## REQUIRED ACTION
Every line of the data is to be retyped exactly.

::::::

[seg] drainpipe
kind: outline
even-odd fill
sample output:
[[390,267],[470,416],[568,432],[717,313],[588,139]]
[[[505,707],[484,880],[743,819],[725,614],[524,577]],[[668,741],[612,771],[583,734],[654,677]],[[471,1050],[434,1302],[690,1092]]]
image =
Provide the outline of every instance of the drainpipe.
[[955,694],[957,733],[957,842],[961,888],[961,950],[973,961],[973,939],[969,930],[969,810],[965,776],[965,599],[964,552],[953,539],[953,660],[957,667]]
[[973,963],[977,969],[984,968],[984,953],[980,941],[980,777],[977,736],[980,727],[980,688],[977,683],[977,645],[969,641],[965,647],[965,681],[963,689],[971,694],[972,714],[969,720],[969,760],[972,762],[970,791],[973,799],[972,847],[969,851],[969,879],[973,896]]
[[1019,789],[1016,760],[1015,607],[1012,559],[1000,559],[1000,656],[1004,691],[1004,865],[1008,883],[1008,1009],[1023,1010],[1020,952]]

::::::

## RESPONSE FOR THIS EXERCISE
[seg] drainpipe
kind: outline
even-odd fill
sample output:
[[390,267],[470,416],[568,432],[717,313],[588,139]]
[[[505,707],[484,880],[743,819],[725,614],[524,577]],[[668,741],[612,771],[583,734],[654,677]],[[471,1050],[434,1302],[690,1092]]]
image =
Provide the outline of every instance of the drainpipe.
[[955,694],[957,733],[957,842],[961,888],[961,950],[973,961],[973,939],[969,930],[969,810],[965,776],[965,599],[964,552],[953,539],[953,660],[957,667]]
[[973,963],[977,969],[984,968],[984,953],[980,941],[980,777],[977,736],[980,727],[980,688],[977,683],[977,645],[969,641],[965,647],[965,681],[963,689],[971,694],[972,714],[969,720],[969,760],[972,762],[970,791],[973,799],[972,847],[969,851],[969,879],[973,896]]
[[1019,789],[1016,760],[1015,607],[1012,559],[1000,559],[1000,656],[1004,691],[1004,865],[1008,883],[1008,1009],[1023,1010],[1020,952]]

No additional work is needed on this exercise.